What the task asks
When you copy the data that follows, reproduce every word exactly and leave out the images.

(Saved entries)
*** Begin section ***
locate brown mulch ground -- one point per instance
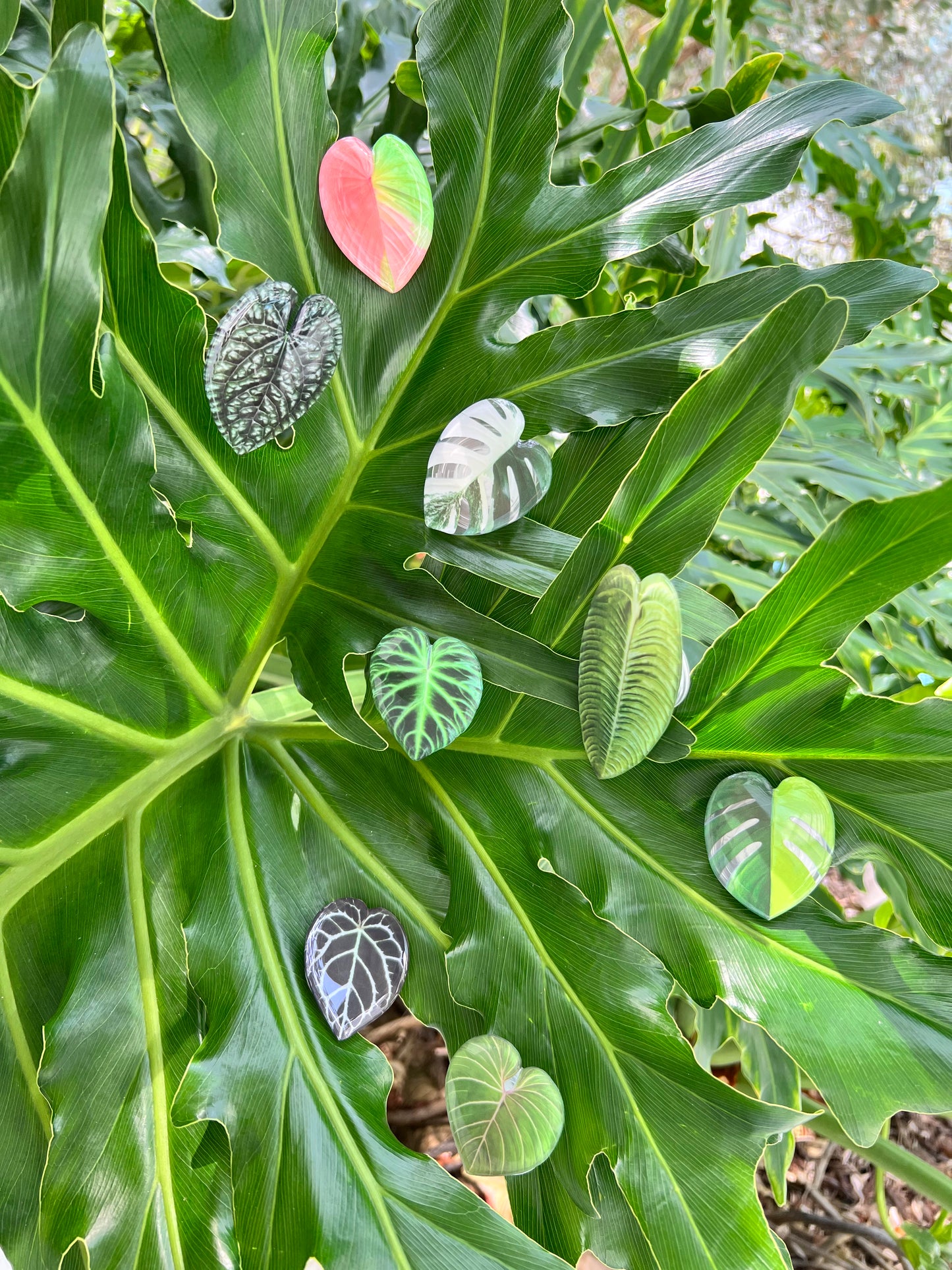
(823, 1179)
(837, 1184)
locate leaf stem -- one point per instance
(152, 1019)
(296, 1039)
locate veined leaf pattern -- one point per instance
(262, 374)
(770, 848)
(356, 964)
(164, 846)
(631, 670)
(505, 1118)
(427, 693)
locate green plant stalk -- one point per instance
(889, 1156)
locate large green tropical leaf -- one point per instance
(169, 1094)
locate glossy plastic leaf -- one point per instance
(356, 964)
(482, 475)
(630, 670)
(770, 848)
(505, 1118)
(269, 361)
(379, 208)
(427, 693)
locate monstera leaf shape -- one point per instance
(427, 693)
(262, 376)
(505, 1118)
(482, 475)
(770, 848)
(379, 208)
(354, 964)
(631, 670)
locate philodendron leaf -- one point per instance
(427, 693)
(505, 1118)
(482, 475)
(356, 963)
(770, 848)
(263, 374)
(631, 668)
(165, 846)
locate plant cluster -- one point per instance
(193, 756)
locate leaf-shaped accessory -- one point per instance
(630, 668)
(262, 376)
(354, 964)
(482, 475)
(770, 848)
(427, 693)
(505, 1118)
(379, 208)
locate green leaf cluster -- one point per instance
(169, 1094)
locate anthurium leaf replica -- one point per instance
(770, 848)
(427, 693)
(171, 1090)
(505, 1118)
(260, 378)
*** End section ***
Answer to the exercise
locate brown mulch ground -- one point per instance
(823, 1179)
(837, 1184)
locate leaf stem -- one point per instance
(152, 1019)
(296, 1039)
locate veined leaf pattern -- one point per instance
(262, 374)
(770, 848)
(356, 964)
(164, 846)
(631, 670)
(505, 1118)
(427, 693)
locate green plant stalk -- one point per instance
(889, 1156)
locate large green tropical leaf -- one point per instance
(169, 1094)
locate glossy plastic leaf -- one point per instance
(356, 964)
(482, 475)
(630, 670)
(770, 848)
(505, 1118)
(269, 361)
(379, 208)
(427, 693)
locate monstera leaf shape -- one point per instance
(427, 693)
(262, 376)
(505, 1118)
(482, 475)
(770, 848)
(379, 208)
(354, 964)
(631, 670)
locate philodendron leaf -- one point per instance
(427, 693)
(505, 1118)
(482, 475)
(356, 963)
(770, 848)
(263, 374)
(631, 668)
(165, 846)
locate plant cluster -- one point per instance
(193, 756)
locate leaf-shaped accessory -- one point per instance
(630, 668)
(262, 376)
(354, 964)
(482, 475)
(770, 848)
(427, 693)
(505, 1118)
(379, 208)
locate green leaf cluster -- one point per instance
(169, 1094)
locate anthurium leaf replica -- one point per instance
(770, 848)
(427, 693)
(171, 1090)
(505, 1118)
(260, 378)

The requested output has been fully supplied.